--- BLOK TEKS ---
┌────────
Alhamdulillah saya menginjakkan kaki di Jepang pada awal April 2009. Masa-masa itu merupakan salah satu pengalaman paling bersejarah dalam hidup saya karena untuk pertama kalinya saya pergi ke luar negeri. Sendiri pula, eh, maksud saya tanpa didampingi orang tua karena saya berangkat bersama 74 orang penerima beasiswa lainnya. 

Profesor saya yang terlalu yakin saya pasti bisa hanya memberikan alamat universitas dan nomor ruangan beliau. Pastinya beliau belum pernah ke Indonesia. Kalau sudah pernah, pasti beliau mempertimbangkan kebingungan saya saat harus membeli tiket kereta di mesin tiket. Bagaimana saya bisa sampai ke tempat tujuan jika tidak mengerti cara naik kereta dari bandara ke kota? Perlu dicatat, semuanya memakai tulisan Jepang. Waktu itu masih jarang tulisan Latin, apalagi bahasa Inggris digunakan di ruang publik. 

Untungnya teman seperjalanan saya dijemput oleh mahasiswa suruhan profesornya. Akhirnya kami bertiga (saya, teman satu lab orang Malaysia, dan teman dari Indonesia) dengan selamat tiba di kota tujuan. Berkat bantuan mahasiswa itu pula, kami bisa naik taksi dari stasiun ke universitas. Setidaknya adegan menarik koper melewati jalan licin bekas salju mencair tidak perlu terjadi.
└────────
--- CUPLIKAN DATA ---
┌────────
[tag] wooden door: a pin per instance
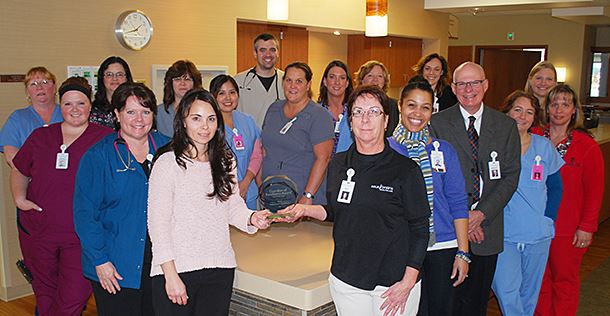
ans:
(398, 54)
(506, 71)
(293, 43)
(458, 55)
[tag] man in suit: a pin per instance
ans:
(262, 85)
(487, 143)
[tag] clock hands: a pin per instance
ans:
(135, 29)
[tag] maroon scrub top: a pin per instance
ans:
(50, 188)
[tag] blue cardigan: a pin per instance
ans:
(450, 199)
(110, 209)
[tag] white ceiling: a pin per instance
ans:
(589, 12)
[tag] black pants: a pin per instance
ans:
(472, 296)
(209, 292)
(127, 302)
(437, 289)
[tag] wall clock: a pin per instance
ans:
(133, 29)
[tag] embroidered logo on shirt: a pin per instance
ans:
(382, 188)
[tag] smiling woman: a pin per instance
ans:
(193, 200)
(298, 136)
(377, 201)
(43, 193)
(241, 134)
(447, 261)
(181, 77)
(434, 68)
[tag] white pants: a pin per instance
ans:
(352, 301)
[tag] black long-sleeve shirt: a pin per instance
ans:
(385, 227)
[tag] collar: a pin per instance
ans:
(478, 115)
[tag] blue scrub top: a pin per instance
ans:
(524, 219)
(21, 123)
(165, 120)
(110, 209)
(246, 127)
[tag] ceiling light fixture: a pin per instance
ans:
(277, 10)
(376, 18)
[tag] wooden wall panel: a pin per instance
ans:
(293, 43)
(457, 55)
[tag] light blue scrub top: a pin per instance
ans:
(524, 220)
(21, 123)
(246, 127)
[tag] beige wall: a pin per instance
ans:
(603, 36)
(565, 39)
(61, 33)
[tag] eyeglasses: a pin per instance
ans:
(475, 84)
(371, 112)
(182, 79)
(42, 83)
(118, 75)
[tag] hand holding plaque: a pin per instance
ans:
(277, 193)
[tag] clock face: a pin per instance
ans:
(133, 29)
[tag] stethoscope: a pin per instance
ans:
(127, 165)
(252, 72)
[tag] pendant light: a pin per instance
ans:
(376, 18)
(277, 10)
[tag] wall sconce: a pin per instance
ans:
(277, 10)
(561, 74)
(376, 18)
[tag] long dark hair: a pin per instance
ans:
(445, 78)
(416, 82)
(323, 98)
(101, 102)
(577, 119)
(510, 100)
(219, 81)
(179, 69)
(219, 154)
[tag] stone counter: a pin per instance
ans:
(283, 270)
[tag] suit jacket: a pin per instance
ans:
(498, 133)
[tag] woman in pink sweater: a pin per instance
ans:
(193, 198)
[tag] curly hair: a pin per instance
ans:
(219, 153)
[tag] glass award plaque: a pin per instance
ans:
(277, 193)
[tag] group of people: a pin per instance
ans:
(435, 197)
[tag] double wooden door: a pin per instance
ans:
(398, 54)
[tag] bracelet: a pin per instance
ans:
(463, 255)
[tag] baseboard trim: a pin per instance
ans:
(14, 292)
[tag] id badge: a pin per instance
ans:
(537, 170)
(62, 161)
(238, 141)
(288, 125)
(347, 188)
(494, 167)
(62, 158)
(437, 158)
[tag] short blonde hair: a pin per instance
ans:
(39, 70)
(537, 67)
(367, 67)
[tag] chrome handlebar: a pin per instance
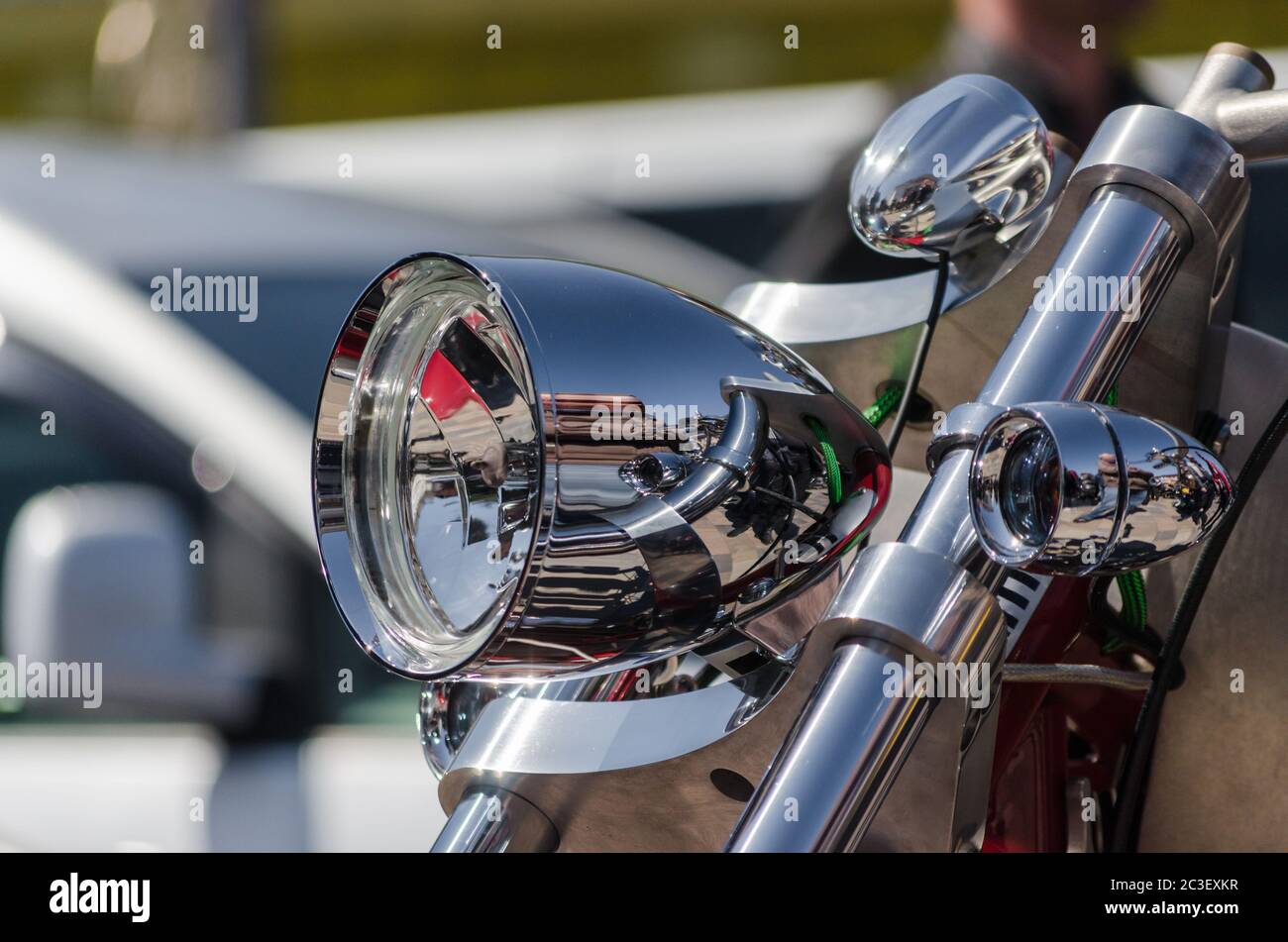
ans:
(1136, 226)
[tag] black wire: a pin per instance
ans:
(918, 360)
(1140, 751)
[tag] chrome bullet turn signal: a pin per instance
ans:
(1076, 488)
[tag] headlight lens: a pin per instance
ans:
(529, 469)
(441, 468)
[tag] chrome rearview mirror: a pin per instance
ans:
(960, 170)
(532, 468)
(966, 170)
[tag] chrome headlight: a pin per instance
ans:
(1076, 488)
(532, 468)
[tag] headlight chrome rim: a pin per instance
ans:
(397, 291)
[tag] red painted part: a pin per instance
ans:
(1059, 618)
(1026, 808)
(443, 387)
(1037, 722)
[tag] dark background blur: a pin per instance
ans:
(333, 59)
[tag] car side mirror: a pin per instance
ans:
(99, 600)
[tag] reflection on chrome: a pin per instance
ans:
(532, 469)
(966, 162)
(1074, 488)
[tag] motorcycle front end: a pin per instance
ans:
(621, 536)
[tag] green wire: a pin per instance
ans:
(829, 463)
(885, 405)
(1131, 585)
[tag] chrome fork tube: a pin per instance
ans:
(490, 820)
(824, 786)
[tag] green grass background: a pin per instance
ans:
(342, 59)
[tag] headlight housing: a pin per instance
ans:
(533, 468)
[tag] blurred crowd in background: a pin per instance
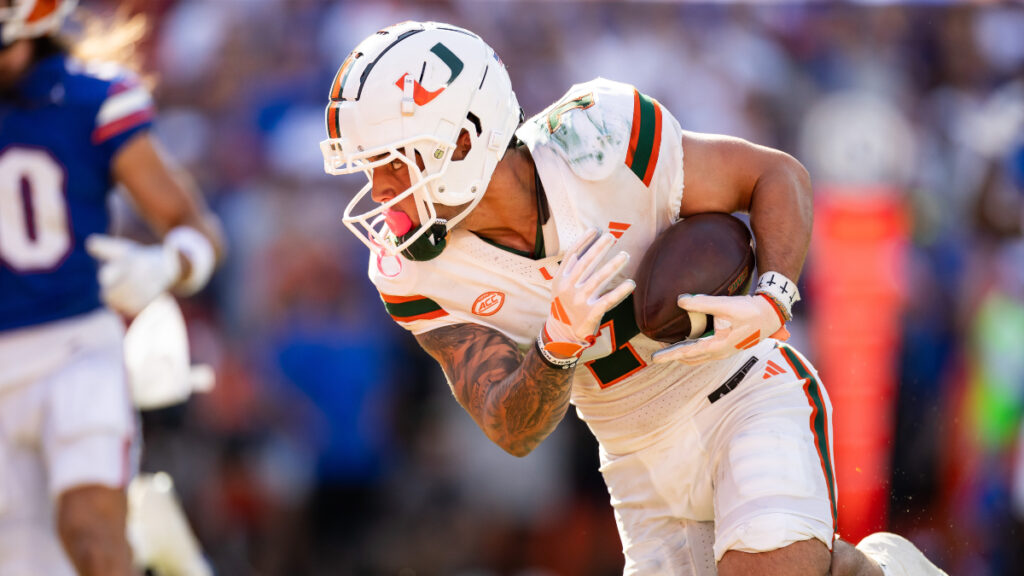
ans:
(332, 445)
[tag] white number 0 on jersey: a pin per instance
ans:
(34, 231)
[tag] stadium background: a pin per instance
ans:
(332, 445)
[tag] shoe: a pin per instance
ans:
(897, 556)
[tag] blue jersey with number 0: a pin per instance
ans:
(58, 135)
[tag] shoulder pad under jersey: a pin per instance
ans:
(590, 127)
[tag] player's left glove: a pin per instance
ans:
(580, 296)
(740, 322)
(131, 275)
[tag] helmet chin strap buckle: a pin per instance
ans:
(408, 94)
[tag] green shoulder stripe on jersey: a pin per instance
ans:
(819, 422)
(409, 309)
(645, 138)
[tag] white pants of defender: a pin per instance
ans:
(751, 471)
(66, 420)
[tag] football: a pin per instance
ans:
(708, 253)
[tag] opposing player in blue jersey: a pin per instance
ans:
(69, 131)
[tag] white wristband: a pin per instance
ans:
(198, 250)
(781, 290)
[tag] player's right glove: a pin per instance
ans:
(131, 275)
(580, 297)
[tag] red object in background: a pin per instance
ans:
(858, 283)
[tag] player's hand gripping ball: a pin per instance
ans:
(709, 255)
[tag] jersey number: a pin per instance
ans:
(621, 323)
(35, 235)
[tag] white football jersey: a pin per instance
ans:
(608, 157)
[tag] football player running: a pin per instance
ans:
(69, 131)
(507, 247)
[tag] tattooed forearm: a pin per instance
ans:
(517, 400)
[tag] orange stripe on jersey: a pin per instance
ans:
(635, 134)
(818, 423)
(425, 316)
(400, 299)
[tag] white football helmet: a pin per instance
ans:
(30, 18)
(406, 93)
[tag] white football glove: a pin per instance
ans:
(579, 296)
(161, 538)
(740, 322)
(131, 275)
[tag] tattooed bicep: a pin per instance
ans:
(473, 358)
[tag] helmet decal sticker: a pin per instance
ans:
(423, 96)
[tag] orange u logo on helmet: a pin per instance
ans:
(423, 96)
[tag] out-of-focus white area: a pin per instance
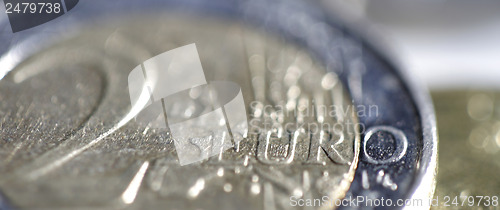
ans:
(447, 44)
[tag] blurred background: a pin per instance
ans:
(452, 47)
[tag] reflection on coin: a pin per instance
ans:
(469, 150)
(70, 141)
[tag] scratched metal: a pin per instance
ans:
(68, 138)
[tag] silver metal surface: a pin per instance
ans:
(68, 138)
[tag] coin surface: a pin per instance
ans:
(64, 133)
(290, 67)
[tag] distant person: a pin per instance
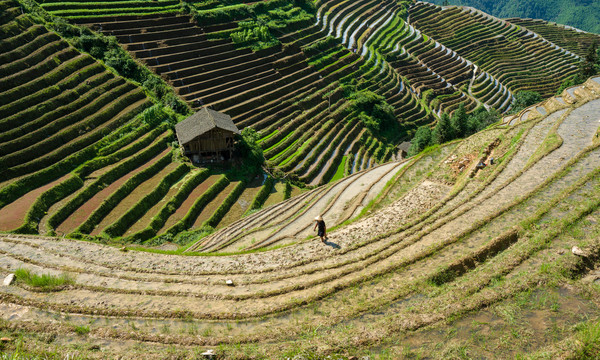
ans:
(322, 229)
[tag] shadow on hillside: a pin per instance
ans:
(332, 244)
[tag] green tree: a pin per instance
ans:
(443, 130)
(524, 99)
(376, 114)
(250, 150)
(589, 66)
(458, 122)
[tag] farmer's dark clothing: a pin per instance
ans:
(321, 226)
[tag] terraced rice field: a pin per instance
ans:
(444, 250)
(418, 249)
(77, 156)
(291, 92)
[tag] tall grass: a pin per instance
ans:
(45, 282)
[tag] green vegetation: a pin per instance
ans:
(44, 282)
(107, 49)
(524, 99)
(583, 15)
(250, 150)
(460, 125)
(376, 114)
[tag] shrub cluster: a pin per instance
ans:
(195, 210)
(375, 114)
(119, 227)
(159, 220)
(115, 198)
(448, 128)
(262, 194)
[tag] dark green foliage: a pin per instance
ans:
(320, 46)
(447, 129)
(481, 119)
(107, 49)
(421, 140)
(524, 99)
(218, 215)
(590, 65)
(288, 191)
(159, 220)
(195, 210)
(115, 198)
(570, 82)
(45, 201)
(254, 35)
(375, 114)
(119, 227)
(251, 152)
(458, 122)
(105, 178)
(262, 194)
(443, 131)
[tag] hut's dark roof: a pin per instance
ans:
(202, 122)
(405, 146)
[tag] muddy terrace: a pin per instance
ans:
(443, 263)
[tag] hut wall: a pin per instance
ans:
(213, 141)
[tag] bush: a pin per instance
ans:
(262, 194)
(421, 140)
(45, 201)
(115, 198)
(218, 215)
(375, 114)
(119, 227)
(524, 99)
(159, 220)
(199, 204)
(250, 150)
(570, 82)
(443, 131)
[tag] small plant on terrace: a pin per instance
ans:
(376, 114)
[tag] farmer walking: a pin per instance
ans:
(322, 230)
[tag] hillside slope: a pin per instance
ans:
(331, 87)
(448, 251)
(580, 14)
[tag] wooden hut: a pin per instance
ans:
(207, 135)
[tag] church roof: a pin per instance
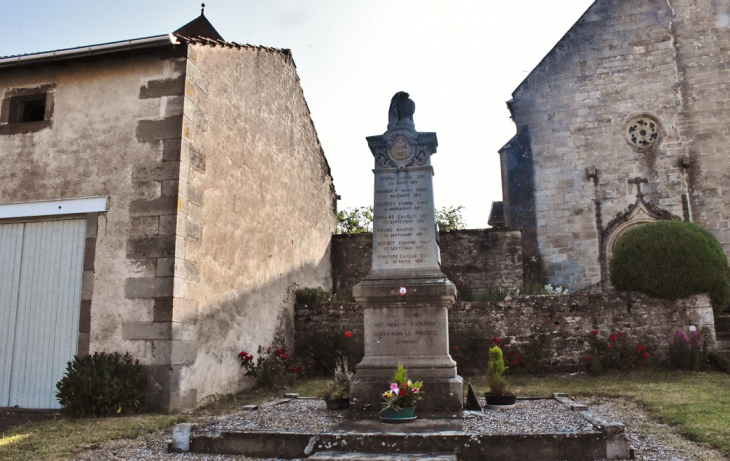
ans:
(198, 31)
(199, 27)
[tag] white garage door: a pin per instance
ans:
(41, 266)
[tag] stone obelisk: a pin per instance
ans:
(406, 296)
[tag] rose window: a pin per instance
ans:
(643, 132)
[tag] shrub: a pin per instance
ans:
(102, 384)
(495, 372)
(688, 351)
(450, 218)
(339, 387)
(355, 220)
(615, 352)
(671, 259)
(274, 368)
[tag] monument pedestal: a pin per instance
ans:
(406, 322)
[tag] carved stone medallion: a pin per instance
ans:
(401, 148)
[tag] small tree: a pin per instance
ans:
(355, 220)
(671, 259)
(495, 372)
(450, 218)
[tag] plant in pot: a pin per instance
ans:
(498, 396)
(336, 393)
(399, 402)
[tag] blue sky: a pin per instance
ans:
(460, 61)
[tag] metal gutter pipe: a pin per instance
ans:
(93, 50)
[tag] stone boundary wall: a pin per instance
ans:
(550, 332)
(474, 259)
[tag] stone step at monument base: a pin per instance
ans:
(346, 456)
(412, 438)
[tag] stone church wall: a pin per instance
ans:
(622, 64)
(259, 189)
(474, 259)
(549, 332)
(110, 124)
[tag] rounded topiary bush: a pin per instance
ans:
(671, 259)
(102, 384)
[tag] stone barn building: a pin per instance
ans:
(163, 196)
(625, 121)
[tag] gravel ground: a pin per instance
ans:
(529, 416)
(652, 440)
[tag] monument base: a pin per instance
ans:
(406, 323)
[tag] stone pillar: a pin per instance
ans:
(406, 296)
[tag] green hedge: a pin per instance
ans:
(102, 384)
(671, 259)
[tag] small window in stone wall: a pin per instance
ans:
(643, 132)
(26, 110)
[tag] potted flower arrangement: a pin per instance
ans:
(336, 393)
(399, 402)
(498, 396)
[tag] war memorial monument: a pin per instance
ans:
(406, 296)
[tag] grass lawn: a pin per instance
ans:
(63, 438)
(698, 403)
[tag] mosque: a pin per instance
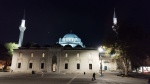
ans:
(75, 58)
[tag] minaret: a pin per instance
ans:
(114, 18)
(22, 29)
(115, 26)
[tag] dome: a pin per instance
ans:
(70, 36)
(70, 39)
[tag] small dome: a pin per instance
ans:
(70, 39)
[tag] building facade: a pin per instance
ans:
(61, 60)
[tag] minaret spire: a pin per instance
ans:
(22, 29)
(24, 15)
(114, 18)
(115, 26)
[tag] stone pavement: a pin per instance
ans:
(56, 78)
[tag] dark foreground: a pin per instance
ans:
(54, 78)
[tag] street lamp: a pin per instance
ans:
(100, 49)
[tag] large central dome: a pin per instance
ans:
(70, 39)
(70, 35)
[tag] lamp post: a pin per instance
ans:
(100, 51)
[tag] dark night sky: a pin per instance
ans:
(48, 20)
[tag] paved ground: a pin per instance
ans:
(53, 78)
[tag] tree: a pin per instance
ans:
(10, 47)
(126, 43)
(9, 52)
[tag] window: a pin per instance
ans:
(42, 65)
(90, 66)
(66, 54)
(43, 54)
(20, 54)
(30, 65)
(19, 65)
(78, 55)
(66, 65)
(78, 66)
(31, 54)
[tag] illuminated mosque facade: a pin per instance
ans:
(62, 59)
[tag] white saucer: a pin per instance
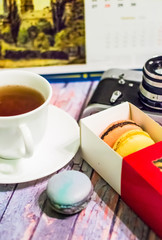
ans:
(58, 147)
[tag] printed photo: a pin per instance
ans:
(35, 33)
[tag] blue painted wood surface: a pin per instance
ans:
(25, 213)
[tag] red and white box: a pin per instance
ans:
(136, 177)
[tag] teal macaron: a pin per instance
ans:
(69, 191)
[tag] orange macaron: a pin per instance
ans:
(116, 129)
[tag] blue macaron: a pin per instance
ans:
(69, 191)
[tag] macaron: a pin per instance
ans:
(69, 191)
(116, 129)
(132, 141)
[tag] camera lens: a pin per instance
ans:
(150, 90)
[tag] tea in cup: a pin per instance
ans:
(24, 100)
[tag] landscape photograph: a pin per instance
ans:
(36, 33)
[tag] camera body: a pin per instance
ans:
(117, 86)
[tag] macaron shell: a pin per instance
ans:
(131, 142)
(69, 188)
(116, 132)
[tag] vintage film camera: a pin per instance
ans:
(141, 88)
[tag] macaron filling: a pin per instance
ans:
(119, 124)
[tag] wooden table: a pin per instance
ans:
(24, 210)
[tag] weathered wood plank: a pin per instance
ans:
(72, 97)
(6, 192)
(128, 225)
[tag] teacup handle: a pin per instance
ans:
(28, 140)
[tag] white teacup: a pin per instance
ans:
(21, 134)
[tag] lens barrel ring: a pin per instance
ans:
(150, 90)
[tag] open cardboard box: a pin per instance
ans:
(137, 177)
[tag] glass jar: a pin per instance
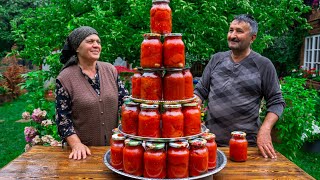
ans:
(173, 85)
(238, 146)
(133, 157)
(212, 149)
(199, 156)
(172, 121)
(151, 85)
(178, 160)
(173, 51)
(151, 51)
(149, 121)
(136, 84)
(116, 154)
(129, 118)
(155, 160)
(192, 119)
(160, 17)
(188, 83)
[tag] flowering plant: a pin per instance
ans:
(42, 131)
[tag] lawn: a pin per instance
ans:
(12, 139)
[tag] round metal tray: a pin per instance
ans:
(221, 163)
(204, 129)
(182, 101)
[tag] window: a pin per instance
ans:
(312, 52)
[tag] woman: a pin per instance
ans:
(88, 94)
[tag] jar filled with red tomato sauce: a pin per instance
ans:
(238, 146)
(199, 156)
(133, 157)
(155, 160)
(172, 121)
(188, 83)
(151, 85)
(136, 84)
(149, 121)
(130, 117)
(212, 149)
(173, 85)
(192, 119)
(116, 155)
(173, 51)
(178, 160)
(160, 17)
(151, 51)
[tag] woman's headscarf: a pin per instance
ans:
(73, 41)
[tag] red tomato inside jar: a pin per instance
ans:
(136, 84)
(130, 117)
(178, 160)
(151, 51)
(238, 146)
(116, 152)
(172, 121)
(149, 121)
(151, 85)
(212, 149)
(173, 51)
(160, 17)
(133, 157)
(199, 157)
(188, 83)
(173, 85)
(192, 119)
(155, 160)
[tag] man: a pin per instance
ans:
(234, 82)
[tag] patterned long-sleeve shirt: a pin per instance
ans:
(63, 103)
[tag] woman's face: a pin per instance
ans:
(90, 48)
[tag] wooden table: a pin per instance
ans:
(53, 162)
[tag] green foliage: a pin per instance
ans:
(298, 122)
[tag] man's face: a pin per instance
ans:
(239, 37)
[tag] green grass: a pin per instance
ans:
(12, 141)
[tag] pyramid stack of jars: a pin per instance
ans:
(162, 112)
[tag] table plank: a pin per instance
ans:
(53, 162)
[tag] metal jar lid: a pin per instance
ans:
(198, 142)
(118, 137)
(172, 106)
(238, 134)
(149, 106)
(179, 144)
(208, 136)
(153, 145)
(132, 142)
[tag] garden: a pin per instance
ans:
(37, 30)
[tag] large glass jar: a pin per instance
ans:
(130, 117)
(173, 51)
(212, 149)
(151, 85)
(172, 121)
(178, 160)
(238, 146)
(116, 155)
(188, 83)
(151, 51)
(136, 84)
(133, 157)
(173, 85)
(149, 121)
(198, 162)
(192, 119)
(160, 17)
(155, 160)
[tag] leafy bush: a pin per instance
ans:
(298, 122)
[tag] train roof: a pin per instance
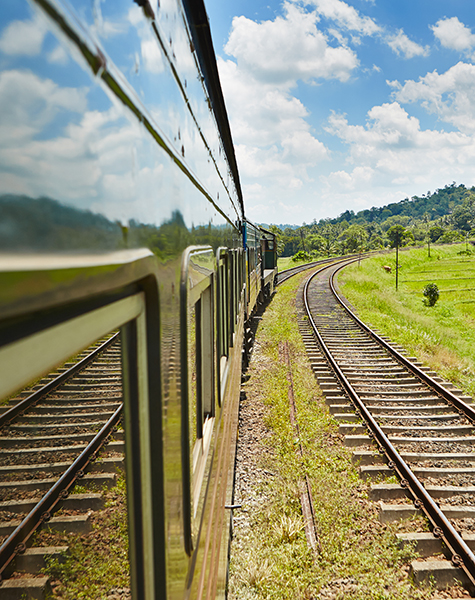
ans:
(201, 35)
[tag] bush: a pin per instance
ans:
(301, 255)
(431, 293)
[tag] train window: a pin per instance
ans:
(199, 388)
(63, 322)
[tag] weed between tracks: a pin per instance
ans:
(270, 558)
(441, 336)
(97, 566)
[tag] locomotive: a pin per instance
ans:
(121, 208)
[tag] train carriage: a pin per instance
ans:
(121, 209)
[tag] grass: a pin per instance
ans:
(270, 558)
(288, 263)
(441, 336)
(96, 562)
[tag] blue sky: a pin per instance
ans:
(338, 105)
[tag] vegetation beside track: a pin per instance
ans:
(441, 336)
(359, 558)
(287, 263)
(96, 566)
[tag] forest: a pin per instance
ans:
(445, 216)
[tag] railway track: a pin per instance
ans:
(400, 419)
(50, 435)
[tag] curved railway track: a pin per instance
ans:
(49, 436)
(423, 430)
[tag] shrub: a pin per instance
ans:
(301, 255)
(431, 293)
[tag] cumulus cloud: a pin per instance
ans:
(346, 16)
(29, 103)
(288, 49)
(274, 141)
(453, 34)
(23, 37)
(402, 45)
(450, 95)
(396, 149)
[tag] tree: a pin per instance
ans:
(354, 238)
(396, 235)
(434, 233)
(278, 238)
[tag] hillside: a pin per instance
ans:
(447, 215)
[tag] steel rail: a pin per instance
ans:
(460, 405)
(294, 270)
(15, 543)
(52, 385)
(462, 556)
└────────
--- YANG DIKERJAKAN ---
**a)** Terjemahkan kalimat berikut dari teks tentang pengalaman tiba di Jepang ke dalam bahasa Inggris: "Waktu itu masih jarang tulisan Latin, apalagi bahasa Inggris digunakan di ruang publik."
**b)** Kutip persis bagian teks tentang pengalaman tiba di Jepang, mulai dari "Profesor saya yang" sampai dengan "di ruang publik.".

--- HASIL ---
**a)** At that time, Latin script was still rarely used in public spaces, let alone English.

**b)**
Profesor saya yang terlalu yakin saya pasti bisa hanya memberikan alamat universitas dan nomor ruangan beliau. Pastinya beliau belum pernah ke Indonesia. Kalau sudah pernah, pasti beliau mempertimbangkan kebingungan saya saat harus membeli tiket kereta di mesin tiket. Bagaimana saya bisa sampai ke tempat tujuan jika tidak mengerti cara naik kereta dari bandara ke kota? Perlu dicatat, semuanya memakai tulisan Jepang. Waktu itu masih jarang tulisan Latin, apalagi bahasa Inggris digunakan di ruang publik.